═════ 引文 ═════

SparkSql 写数据库updata操作

仅用作自己做笔记,保存代码

import org.apache.commons.lang.StringUtils
import org.apache.log4j.{Level, Logger}
import org.apache.spark.broadcast.Broadcast
import org.apache.spark.internal.Logging
import org.apache.spark.rdd.RDD
import org.apache.spark.sql.{DataFrame, SaveMode, SparkSession}

import scala.collection.mutable.ListBuffer

class DriveEventStatInDay extends BatchApplication {

  def start(statConfigBC: Broadcast[StatConfig], spark: SparkSession, beginDate: String, endDate: String) = {

    val dayListBuffer = getSearchTime(beginDate, endDate)

    val statConfig = statConfigBC.value
    spark.sql(s" use ${statConfig.hiveDB}")
    dayListBuffer.foreach(timeTuple => {
      val sqlBulider = new StringBuilder
      sqlBulider.append(s"SELECT ${Constants.VIN}, ${Constants.MILEAGE}, ${Constants.TYPE}, ${Constants.BEHAVIORNAME}, ${Constants.FUELCONSUMPTION}, ")
      sqlBulider.append(s"${Constants.STARTECUMILEAGE}, ${Constants.ENDMILEAGE}, ")
      sqlBulider.append(s" ${Constants.STARTTIME}, ${Constants.ENDTIME}, ${Constants.STARTLONGITUDE}, ${Constants.STARTLATITUDE} FROM ${statConfig.behaviorDataTable} ")

═════ 原始数据 ═════

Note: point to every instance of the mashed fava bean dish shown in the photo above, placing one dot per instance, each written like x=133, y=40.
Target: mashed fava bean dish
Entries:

═════

小练习 A.
请判断下列三项说法是否与引文相符，逐项回答"是"或"否"，并原样引用引文中起决定作用的文字：(i) 作者说明这段内容只用来做自己的笔记和保存代码；(ii) 代码中定义的类名为 DriveEventStatInDay；(iii) 查询语句中 FROM 后面使用的是 statConfig.hiveDB。
小练习 B.
请列出引文中所有以"import org.apache.spark"开头的语句所导入的类名，一个不漏。
小练习 C.
请把引文中以"import org.apache.commons.lang.StringUtils"开头的那一段改写成清单，按来源包列出所导入的类。

练习答案 A.
(i) 是，"仅用作自己做笔记,保存代码"
(ii) 是，"class DriveEventStatInDay extends BatchApplication"
(iii) 否，"FROM ${statConfig.behaviorDataTable}"

练习答案 B.
Broadcast、Logging、RDD、DataFrame、SaveMode、SparkSession

练习答案 C.
- org.apache.commons.lang：StringUtils
- org.apache.log4j：Level、Logger
- org.apache.spark.broadcast：Broadcast
- org.apache.spark.internal：Logging
- org.apache.spark.rdd：RDD
- org.apache.spark.sql：DataFrame、SaveMode、SparkSession